What to produce
How many lines of the listing contain the string "bridge"? Case counts, and the reply should be the number alone.

_ _ _ _ _ _ _

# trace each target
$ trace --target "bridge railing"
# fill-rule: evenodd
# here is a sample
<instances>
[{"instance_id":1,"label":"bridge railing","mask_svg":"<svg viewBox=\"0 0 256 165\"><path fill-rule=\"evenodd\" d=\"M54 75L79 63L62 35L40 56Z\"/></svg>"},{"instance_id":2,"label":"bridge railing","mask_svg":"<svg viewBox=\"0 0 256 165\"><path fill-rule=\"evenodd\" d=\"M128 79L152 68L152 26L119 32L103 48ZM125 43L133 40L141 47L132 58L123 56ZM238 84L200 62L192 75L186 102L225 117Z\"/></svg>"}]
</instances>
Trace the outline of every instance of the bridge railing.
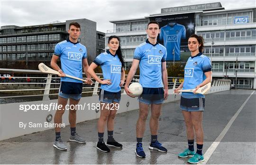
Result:
<instances>
[{"instance_id":1,"label":"bridge railing","mask_svg":"<svg viewBox=\"0 0 256 165\"><path fill-rule=\"evenodd\" d=\"M26 74L26 76L11 76L9 74L11 73L13 74ZM27 74L30 76L27 76ZM85 77L84 73L83 74ZM102 74L96 74L100 79L103 79ZM139 75L136 75L131 83L138 82L139 80ZM168 77L168 89L174 90L180 85L183 80L183 78L181 77ZM94 80L92 80L93 82L91 86L83 84L82 97L98 95L100 84ZM57 75L43 73L38 70L0 68L0 99L42 96L43 100L48 100L50 99L50 96L55 96L53 98L56 99L60 84L60 77ZM124 85L121 87L122 93L124 93ZM213 80L212 82L213 86L222 85L230 86L230 84L228 81Z\"/></svg>"}]
</instances>

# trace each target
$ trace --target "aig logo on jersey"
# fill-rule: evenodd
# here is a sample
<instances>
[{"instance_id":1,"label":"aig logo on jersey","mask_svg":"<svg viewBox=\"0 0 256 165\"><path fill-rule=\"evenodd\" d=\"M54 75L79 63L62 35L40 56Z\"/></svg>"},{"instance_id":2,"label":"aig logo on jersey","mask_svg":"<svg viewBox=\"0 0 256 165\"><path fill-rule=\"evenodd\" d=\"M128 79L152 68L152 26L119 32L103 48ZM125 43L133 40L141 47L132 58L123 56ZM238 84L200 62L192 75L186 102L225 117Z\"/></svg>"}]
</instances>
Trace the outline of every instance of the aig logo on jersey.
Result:
<instances>
[{"instance_id":1,"label":"aig logo on jersey","mask_svg":"<svg viewBox=\"0 0 256 165\"><path fill-rule=\"evenodd\" d=\"M167 35L167 42L176 42L177 41L177 35Z\"/></svg>"},{"instance_id":2,"label":"aig logo on jersey","mask_svg":"<svg viewBox=\"0 0 256 165\"><path fill-rule=\"evenodd\" d=\"M148 55L147 57L147 63L152 64L161 64L161 56Z\"/></svg>"},{"instance_id":3,"label":"aig logo on jersey","mask_svg":"<svg viewBox=\"0 0 256 165\"><path fill-rule=\"evenodd\" d=\"M121 74L122 66L118 65L111 65L111 73L116 74Z\"/></svg>"},{"instance_id":4,"label":"aig logo on jersey","mask_svg":"<svg viewBox=\"0 0 256 165\"><path fill-rule=\"evenodd\" d=\"M82 61L82 54L75 52L68 52L68 59Z\"/></svg>"},{"instance_id":5,"label":"aig logo on jersey","mask_svg":"<svg viewBox=\"0 0 256 165\"><path fill-rule=\"evenodd\" d=\"M184 70L184 77L193 77L194 68L185 68Z\"/></svg>"}]
</instances>

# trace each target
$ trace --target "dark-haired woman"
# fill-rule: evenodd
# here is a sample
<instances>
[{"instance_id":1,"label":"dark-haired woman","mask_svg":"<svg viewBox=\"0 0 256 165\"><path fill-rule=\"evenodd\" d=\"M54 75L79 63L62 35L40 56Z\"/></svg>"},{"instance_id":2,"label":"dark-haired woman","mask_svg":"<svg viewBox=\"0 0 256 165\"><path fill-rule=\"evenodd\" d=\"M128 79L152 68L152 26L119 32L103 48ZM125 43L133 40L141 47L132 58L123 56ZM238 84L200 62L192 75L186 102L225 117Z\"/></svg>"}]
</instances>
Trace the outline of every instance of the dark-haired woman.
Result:
<instances>
[{"instance_id":1,"label":"dark-haired woman","mask_svg":"<svg viewBox=\"0 0 256 165\"><path fill-rule=\"evenodd\" d=\"M118 36L111 36L108 43L110 50L98 56L88 69L91 77L101 84L99 99L101 101L101 116L98 121L99 141L97 148L104 152L110 151L103 140L106 124L107 145L119 148L122 147L114 139L113 133L115 116L121 99L121 86L124 83L125 76L120 39ZM102 70L103 80L101 80L94 71L99 66Z\"/></svg>"},{"instance_id":2,"label":"dark-haired woman","mask_svg":"<svg viewBox=\"0 0 256 165\"><path fill-rule=\"evenodd\" d=\"M202 54L203 39L196 34L189 38L188 46L191 52L184 68L184 82L178 90L195 88L193 93L183 92L180 108L186 124L188 148L178 155L180 157L192 157L188 162L197 164L204 161L202 153L203 131L202 127L202 112L204 110L205 97L195 93L200 87L211 81L211 66L209 58ZM194 130L196 138L197 151L194 151Z\"/></svg>"}]
</instances>

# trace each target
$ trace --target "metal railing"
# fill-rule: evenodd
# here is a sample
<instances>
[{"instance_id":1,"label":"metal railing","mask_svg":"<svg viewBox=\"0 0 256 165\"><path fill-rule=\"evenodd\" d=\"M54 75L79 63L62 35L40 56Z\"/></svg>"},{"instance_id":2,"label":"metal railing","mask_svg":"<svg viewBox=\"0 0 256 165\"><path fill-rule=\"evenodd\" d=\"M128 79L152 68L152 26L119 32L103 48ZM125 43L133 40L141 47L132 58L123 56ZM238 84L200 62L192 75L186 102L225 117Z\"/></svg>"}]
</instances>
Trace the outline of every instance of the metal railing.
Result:
<instances>
[{"instance_id":1,"label":"metal railing","mask_svg":"<svg viewBox=\"0 0 256 165\"><path fill-rule=\"evenodd\" d=\"M57 99L60 84L60 77L55 75L53 77L53 74L43 73L38 70L4 68L0 68L0 73L3 73L1 75L5 74L6 76L11 75L9 74L10 73L30 75L29 76L20 77L0 76L0 99L26 97L28 99L22 101L25 102L32 101L31 99L33 97L39 97L37 99L37 101ZM84 75L85 74L83 73L83 74ZM100 79L103 79L102 74L96 74ZM139 80L139 75L135 75L131 83L138 82ZM183 78L168 77L168 89L173 90L177 88L183 80ZM94 82L91 86L83 84L82 97L98 95L100 85L94 80L93 81ZM212 86L229 85L229 83L227 84L226 82L214 80L212 82ZM123 93L124 85L121 88L121 93Z\"/></svg>"},{"instance_id":2,"label":"metal railing","mask_svg":"<svg viewBox=\"0 0 256 165\"><path fill-rule=\"evenodd\" d=\"M0 99L41 96L43 97L43 100L49 100L49 96L56 96L58 94L60 78L57 76L54 75L55 77L53 77L52 74L42 73L38 70L24 69L0 68L0 73L3 73L1 74L2 75L6 73L11 75L11 73L31 75L20 77L0 76L0 87L1 87L0 88ZM83 74L84 75L85 74L83 73ZM102 74L96 74L100 78L103 79ZM139 80L139 75L135 75L131 83L138 82ZM183 80L183 78L168 77L168 88L177 88ZM92 86L83 84L83 97L97 95L100 85L94 80L93 81L94 82ZM121 87L122 93L124 92L124 88L123 85Z\"/></svg>"}]
</instances>

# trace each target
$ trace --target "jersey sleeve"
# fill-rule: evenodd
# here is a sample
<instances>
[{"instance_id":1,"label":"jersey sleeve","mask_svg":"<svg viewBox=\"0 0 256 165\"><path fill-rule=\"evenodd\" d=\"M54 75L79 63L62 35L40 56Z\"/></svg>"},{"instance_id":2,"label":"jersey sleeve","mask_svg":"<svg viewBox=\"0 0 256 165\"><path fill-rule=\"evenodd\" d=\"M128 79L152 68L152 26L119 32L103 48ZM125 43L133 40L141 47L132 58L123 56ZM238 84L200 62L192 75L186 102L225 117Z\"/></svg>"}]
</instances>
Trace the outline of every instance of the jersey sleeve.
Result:
<instances>
[{"instance_id":1,"label":"jersey sleeve","mask_svg":"<svg viewBox=\"0 0 256 165\"><path fill-rule=\"evenodd\" d=\"M161 41L164 40L164 29L162 28L160 30L160 33L159 35L159 40Z\"/></svg>"},{"instance_id":2,"label":"jersey sleeve","mask_svg":"<svg viewBox=\"0 0 256 165\"><path fill-rule=\"evenodd\" d=\"M93 61L93 62L95 63L97 66L101 66L104 63L103 57L101 54L99 55L95 58L95 59Z\"/></svg>"},{"instance_id":3,"label":"jersey sleeve","mask_svg":"<svg viewBox=\"0 0 256 165\"><path fill-rule=\"evenodd\" d=\"M185 28L185 26L183 26L183 28L182 28L182 38L183 39L186 38L186 28Z\"/></svg>"},{"instance_id":4,"label":"jersey sleeve","mask_svg":"<svg viewBox=\"0 0 256 165\"><path fill-rule=\"evenodd\" d=\"M139 60L140 60L142 54L141 53L141 50L139 47L137 47L134 51L134 55L133 56L133 59L136 59Z\"/></svg>"},{"instance_id":5,"label":"jersey sleeve","mask_svg":"<svg viewBox=\"0 0 256 165\"><path fill-rule=\"evenodd\" d=\"M166 57L167 57L167 50L165 48L165 52L164 53L164 56L163 56L163 58L162 58L162 62L165 62L166 61Z\"/></svg>"},{"instance_id":6,"label":"jersey sleeve","mask_svg":"<svg viewBox=\"0 0 256 165\"><path fill-rule=\"evenodd\" d=\"M210 60L208 57L205 57L201 64L201 68L203 73L211 71Z\"/></svg>"},{"instance_id":7,"label":"jersey sleeve","mask_svg":"<svg viewBox=\"0 0 256 165\"><path fill-rule=\"evenodd\" d=\"M87 50L86 50L86 48L85 48L84 53L83 53L83 56L82 56L82 59L84 59L86 58L87 58Z\"/></svg>"},{"instance_id":8,"label":"jersey sleeve","mask_svg":"<svg viewBox=\"0 0 256 165\"><path fill-rule=\"evenodd\" d=\"M55 48L54 49L54 54L58 56L59 57L60 57L61 54L62 54L61 52L61 48L58 43L56 44L56 46L55 46Z\"/></svg>"}]
</instances>

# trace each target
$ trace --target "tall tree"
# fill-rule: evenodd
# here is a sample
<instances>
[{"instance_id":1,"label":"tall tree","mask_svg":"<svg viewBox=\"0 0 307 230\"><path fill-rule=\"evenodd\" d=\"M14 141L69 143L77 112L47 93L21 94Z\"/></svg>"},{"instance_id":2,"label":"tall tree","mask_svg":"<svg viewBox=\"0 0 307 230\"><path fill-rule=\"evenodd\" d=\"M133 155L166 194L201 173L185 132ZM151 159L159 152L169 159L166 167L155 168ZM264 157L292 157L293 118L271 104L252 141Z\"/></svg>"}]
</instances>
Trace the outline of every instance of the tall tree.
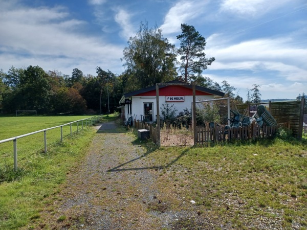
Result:
<instances>
[{"instance_id":1,"label":"tall tree","mask_svg":"<svg viewBox=\"0 0 307 230\"><path fill-rule=\"evenodd\" d=\"M70 78L71 86L72 86L75 83L81 83L83 79L83 73L77 68L73 70L72 77Z\"/></svg>"},{"instance_id":2,"label":"tall tree","mask_svg":"<svg viewBox=\"0 0 307 230\"><path fill-rule=\"evenodd\" d=\"M134 90L172 80L177 76L174 45L163 37L157 26L148 28L147 21L140 23L139 32L130 38L123 54L122 60L126 61L123 65L129 76L126 84Z\"/></svg>"},{"instance_id":3,"label":"tall tree","mask_svg":"<svg viewBox=\"0 0 307 230\"><path fill-rule=\"evenodd\" d=\"M227 81L223 81L222 83L223 84L222 89L225 94L225 97L234 98L235 94L234 91L236 89L233 86L231 86Z\"/></svg>"},{"instance_id":4,"label":"tall tree","mask_svg":"<svg viewBox=\"0 0 307 230\"><path fill-rule=\"evenodd\" d=\"M25 70L23 68L15 68L11 66L7 74L3 78L3 82L8 86L10 88L16 88L20 81L20 78L25 75Z\"/></svg>"},{"instance_id":5,"label":"tall tree","mask_svg":"<svg viewBox=\"0 0 307 230\"><path fill-rule=\"evenodd\" d=\"M201 74L215 61L213 57L206 58L204 53L206 39L193 26L181 24L182 33L177 36L180 40L178 54L181 56L180 70L188 81L195 74Z\"/></svg>"},{"instance_id":6,"label":"tall tree","mask_svg":"<svg viewBox=\"0 0 307 230\"><path fill-rule=\"evenodd\" d=\"M41 112L48 112L49 106L51 87L48 75L41 68L30 65L25 70L25 75L20 79L20 93L23 100L23 109L35 109Z\"/></svg>"},{"instance_id":7,"label":"tall tree","mask_svg":"<svg viewBox=\"0 0 307 230\"><path fill-rule=\"evenodd\" d=\"M251 91L253 92L251 96L252 102L253 103L259 103L261 102L261 94L259 90L260 86L256 84L254 84L253 85L254 87L251 89Z\"/></svg>"},{"instance_id":8,"label":"tall tree","mask_svg":"<svg viewBox=\"0 0 307 230\"><path fill-rule=\"evenodd\" d=\"M247 94L246 95L246 96L247 97L247 101L246 102L246 103L250 103L251 102L251 94L250 94L250 90L247 88Z\"/></svg>"},{"instance_id":9,"label":"tall tree","mask_svg":"<svg viewBox=\"0 0 307 230\"><path fill-rule=\"evenodd\" d=\"M301 94L299 94L298 96L296 97L296 100L297 101L301 101L302 98L305 98L305 104L304 106L304 114L307 114L307 95L305 94L304 92Z\"/></svg>"}]
</instances>

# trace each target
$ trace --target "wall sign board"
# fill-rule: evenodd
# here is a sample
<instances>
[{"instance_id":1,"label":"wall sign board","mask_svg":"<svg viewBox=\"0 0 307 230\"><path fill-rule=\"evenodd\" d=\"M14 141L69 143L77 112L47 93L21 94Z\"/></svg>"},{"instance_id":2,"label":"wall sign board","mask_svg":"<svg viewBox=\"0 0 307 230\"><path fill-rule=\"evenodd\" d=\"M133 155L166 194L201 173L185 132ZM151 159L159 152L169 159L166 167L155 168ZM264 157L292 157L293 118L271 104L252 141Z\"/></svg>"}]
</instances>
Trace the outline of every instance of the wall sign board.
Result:
<instances>
[{"instance_id":1,"label":"wall sign board","mask_svg":"<svg viewBox=\"0 0 307 230\"><path fill-rule=\"evenodd\" d=\"M184 96L166 96L167 102L184 101Z\"/></svg>"}]
</instances>

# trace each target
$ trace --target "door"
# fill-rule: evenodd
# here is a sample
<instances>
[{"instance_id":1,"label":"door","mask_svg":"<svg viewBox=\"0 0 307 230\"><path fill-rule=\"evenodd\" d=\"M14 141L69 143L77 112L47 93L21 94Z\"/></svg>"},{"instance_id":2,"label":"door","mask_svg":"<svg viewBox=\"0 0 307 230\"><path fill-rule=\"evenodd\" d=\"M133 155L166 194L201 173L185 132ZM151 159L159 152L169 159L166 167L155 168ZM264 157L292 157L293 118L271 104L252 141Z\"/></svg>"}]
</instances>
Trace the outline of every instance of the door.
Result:
<instances>
[{"instance_id":1,"label":"door","mask_svg":"<svg viewBox=\"0 0 307 230\"><path fill-rule=\"evenodd\" d=\"M145 121L152 121L152 104L153 103L152 102L144 103L144 116L145 117Z\"/></svg>"}]
</instances>

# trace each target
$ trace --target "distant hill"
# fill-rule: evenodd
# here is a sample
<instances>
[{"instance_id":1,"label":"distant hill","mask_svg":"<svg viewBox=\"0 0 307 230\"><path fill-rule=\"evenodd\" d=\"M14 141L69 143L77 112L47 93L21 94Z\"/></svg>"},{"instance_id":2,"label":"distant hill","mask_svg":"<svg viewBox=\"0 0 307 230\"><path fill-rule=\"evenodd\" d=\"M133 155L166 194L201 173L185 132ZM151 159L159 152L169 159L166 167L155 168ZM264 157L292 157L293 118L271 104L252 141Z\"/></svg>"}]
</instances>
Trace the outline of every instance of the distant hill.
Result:
<instances>
[{"instance_id":1,"label":"distant hill","mask_svg":"<svg viewBox=\"0 0 307 230\"><path fill-rule=\"evenodd\" d=\"M296 99L266 99L266 100L261 100L261 102L269 102L270 101L271 102L276 102L276 101L296 101Z\"/></svg>"}]
</instances>

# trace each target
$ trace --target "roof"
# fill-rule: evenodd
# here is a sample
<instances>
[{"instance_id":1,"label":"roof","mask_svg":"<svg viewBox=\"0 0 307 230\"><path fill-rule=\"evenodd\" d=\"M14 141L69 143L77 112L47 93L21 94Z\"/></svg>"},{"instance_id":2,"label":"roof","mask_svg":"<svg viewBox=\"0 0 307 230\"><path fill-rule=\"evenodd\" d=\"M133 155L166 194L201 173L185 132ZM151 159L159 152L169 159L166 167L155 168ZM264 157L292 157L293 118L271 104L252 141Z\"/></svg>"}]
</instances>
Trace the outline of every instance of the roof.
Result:
<instances>
[{"instance_id":1,"label":"roof","mask_svg":"<svg viewBox=\"0 0 307 230\"><path fill-rule=\"evenodd\" d=\"M180 81L179 80L173 80L172 81L168 81L166 83L187 83L183 81ZM181 86L185 87L186 88L192 88L192 85L181 85ZM160 85L159 88L161 88L164 87L167 87L167 85ZM210 88L206 88L203 86L200 86L199 85L195 86L195 89L196 90L201 91L203 92L207 93L210 94L217 95L221 97L224 97L225 94L223 92L221 92L220 91L214 90L213 89L211 89ZM147 87L147 88L142 88L141 89L138 89L137 90L133 91L131 92L127 93L126 94L124 94L123 97L124 98L128 98L130 97L132 97L134 96L140 94L143 94L146 92L148 92L149 91L152 91L154 90L156 90L156 85L152 85L152 86Z\"/></svg>"}]
</instances>

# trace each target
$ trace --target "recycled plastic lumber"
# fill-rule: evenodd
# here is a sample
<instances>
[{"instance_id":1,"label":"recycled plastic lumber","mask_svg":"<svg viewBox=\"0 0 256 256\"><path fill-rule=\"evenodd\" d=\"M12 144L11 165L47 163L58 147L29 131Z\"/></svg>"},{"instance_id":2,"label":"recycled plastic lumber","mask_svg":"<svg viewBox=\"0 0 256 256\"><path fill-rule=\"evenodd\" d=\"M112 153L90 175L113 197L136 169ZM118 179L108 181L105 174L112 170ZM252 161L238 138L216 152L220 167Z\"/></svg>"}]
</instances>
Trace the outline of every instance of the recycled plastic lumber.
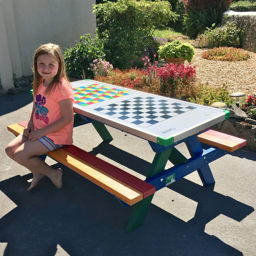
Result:
<instances>
[{"instance_id":1,"label":"recycled plastic lumber","mask_svg":"<svg viewBox=\"0 0 256 256\"><path fill-rule=\"evenodd\" d=\"M214 130L208 130L197 135L201 143L233 152L245 146L247 141L243 139L226 134Z\"/></svg>"},{"instance_id":2,"label":"recycled plastic lumber","mask_svg":"<svg viewBox=\"0 0 256 256\"><path fill-rule=\"evenodd\" d=\"M8 125L7 129L18 136L27 123ZM74 145L46 154L129 205L153 195L155 191L153 185Z\"/></svg>"}]
</instances>

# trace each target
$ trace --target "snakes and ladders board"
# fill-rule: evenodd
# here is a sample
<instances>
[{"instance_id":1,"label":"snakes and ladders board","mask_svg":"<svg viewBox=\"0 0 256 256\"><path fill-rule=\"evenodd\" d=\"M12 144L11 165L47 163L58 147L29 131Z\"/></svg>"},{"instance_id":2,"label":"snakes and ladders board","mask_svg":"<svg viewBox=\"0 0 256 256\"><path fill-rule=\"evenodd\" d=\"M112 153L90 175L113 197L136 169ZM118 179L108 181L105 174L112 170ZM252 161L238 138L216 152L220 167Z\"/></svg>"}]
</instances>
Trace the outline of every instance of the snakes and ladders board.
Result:
<instances>
[{"instance_id":1,"label":"snakes and ladders board","mask_svg":"<svg viewBox=\"0 0 256 256\"><path fill-rule=\"evenodd\" d=\"M71 83L75 112L162 146L229 117L219 109L93 80Z\"/></svg>"},{"instance_id":2,"label":"snakes and ladders board","mask_svg":"<svg viewBox=\"0 0 256 256\"><path fill-rule=\"evenodd\" d=\"M125 122L147 127L196 108L168 99L142 95L105 105L95 110Z\"/></svg>"}]
</instances>

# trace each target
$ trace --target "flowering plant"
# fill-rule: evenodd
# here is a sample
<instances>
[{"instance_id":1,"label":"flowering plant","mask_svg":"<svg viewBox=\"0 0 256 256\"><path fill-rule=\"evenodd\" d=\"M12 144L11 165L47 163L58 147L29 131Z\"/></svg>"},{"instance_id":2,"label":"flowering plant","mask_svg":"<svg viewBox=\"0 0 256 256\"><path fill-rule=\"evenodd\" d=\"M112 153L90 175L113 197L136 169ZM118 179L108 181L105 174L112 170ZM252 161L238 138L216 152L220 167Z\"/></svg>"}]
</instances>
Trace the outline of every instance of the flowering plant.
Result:
<instances>
[{"instance_id":1,"label":"flowering plant","mask_svg":"<svg viewBox=\"0 0 256 256\"><path fill-rule=\"evenodd\" d=\"M93 63L90 64L88 70L91 70L93 72L94 77L97 76L107 75L107 74L110 70L113 69L112 64L108 61L103 60L102 59L95 59Z\"/></svg>"},{"instance_id":2,"label":"flowering plant","mask_svg":"<svg viewBox=\"0 0 256 256\"><path fill-rule=\"evenodd\" d=\"M157 61L154 61L151 64L147 56L142 60L144 61L144 65L147 67L142 71L145 82L151 87L151 92L183 99L189 99L196 93L195 91L193 91L196 88L193 86L192 79L196 76L195 66L192 67L189 64L178 66L177 64L170 63L159 67Z\"/></svg>"},{"instance_id":3,"label":"flowering plant","mask_svg":"<svg viewBox=\"0 0 256 256\"><path fill-rule=\"evenodd\" d=\"M195 56L195 48L188 43L182 42L178 40L166 42L163 45L160 45L157 52L159 60L163 58L177 57L182 58L191 62Z\"/></svg>"},{"instance_id":4,"label":"flowering plant","mask_svg":"<svg viewBox=\"0 0 256 256\"><path fill-rule=\"evenodd\" d=\"M249 95L242 106L250 117L256 120L256 94Z\"/></svg>"}]
</instances>

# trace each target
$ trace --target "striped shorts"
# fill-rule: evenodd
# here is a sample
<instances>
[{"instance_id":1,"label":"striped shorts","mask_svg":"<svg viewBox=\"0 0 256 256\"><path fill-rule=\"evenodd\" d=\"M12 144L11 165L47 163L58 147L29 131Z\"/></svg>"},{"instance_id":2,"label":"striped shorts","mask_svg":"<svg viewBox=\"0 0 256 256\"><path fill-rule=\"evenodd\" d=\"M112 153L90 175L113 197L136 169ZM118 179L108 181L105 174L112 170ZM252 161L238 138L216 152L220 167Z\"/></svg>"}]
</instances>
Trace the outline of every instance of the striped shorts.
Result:
<instances>
[{"instance_id":1,"label":"striped shorts","mask_svg":"<svg viewBox=\"0 0 256 256\"><path fill-rule=\"evenodd\" d=\"M23 132L22 132L20 133L20 135L25 136L23 134ZM26 136L25 136L26 137ZM38 140L46 147L46 148L50 152L56 149L57 149L57 148L62 147L64 146L65 146L61 144L55 144L50 139L46 136L44 136L44 137L42 137L41 138L39 138Z\"/></svg>"},{"instance_id":2,"label":"striped shorts","mask_svg":"<svg viewBox=\"0 0 256 256\"><path fill-rule=\"evenodd\" d=\"M39 138L38 140L46 147L50 152L55 149L62 147L64 146L61 144L55 144L50 139L46 136Z\"/></svg>"}]
</instances>

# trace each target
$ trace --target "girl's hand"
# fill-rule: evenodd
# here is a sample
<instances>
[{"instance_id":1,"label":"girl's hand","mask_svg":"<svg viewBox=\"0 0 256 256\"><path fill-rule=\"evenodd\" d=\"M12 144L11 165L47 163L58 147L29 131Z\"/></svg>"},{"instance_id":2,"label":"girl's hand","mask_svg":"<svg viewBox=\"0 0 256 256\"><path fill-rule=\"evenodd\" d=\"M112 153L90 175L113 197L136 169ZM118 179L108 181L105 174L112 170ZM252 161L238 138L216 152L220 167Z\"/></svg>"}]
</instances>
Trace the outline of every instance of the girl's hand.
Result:
<instances>
[{"instance_id":1,"label":"girl's hand","mask_svg":"<svg viewBox=\"0 0 256 256\"><path fill-rule=\"evenodd\" d=\"M41 138L44 136L44 134L42 133L42 129L34 130L30 133L29 135L29 139L31 141L33 141L39 138Z\"/></svg>"},{"instance_id":2,"label":"girl's hand","mask_svg":"<svg viewBox=\"0 0 256 256\"><path fill-rule=\"evenodd\" d=\"M27 128L25 128L23 131L23 134L26 137L28 137L33 131L34 131L34 125L33 124L30 122L27 124Z\"/></svg>"}]
</instances>

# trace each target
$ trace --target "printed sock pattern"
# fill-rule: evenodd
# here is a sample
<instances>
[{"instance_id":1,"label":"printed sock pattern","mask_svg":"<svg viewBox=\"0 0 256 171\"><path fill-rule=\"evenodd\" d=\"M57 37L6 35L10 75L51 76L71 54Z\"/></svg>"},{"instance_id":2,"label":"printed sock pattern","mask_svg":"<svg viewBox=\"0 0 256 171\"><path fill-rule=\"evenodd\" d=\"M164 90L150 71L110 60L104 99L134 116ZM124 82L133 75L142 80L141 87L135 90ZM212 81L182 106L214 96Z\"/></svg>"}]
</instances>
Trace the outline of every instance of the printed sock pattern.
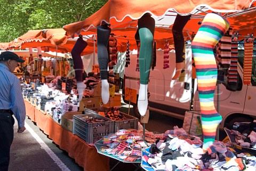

_ _ _ _ _ _ _

Answer in full
4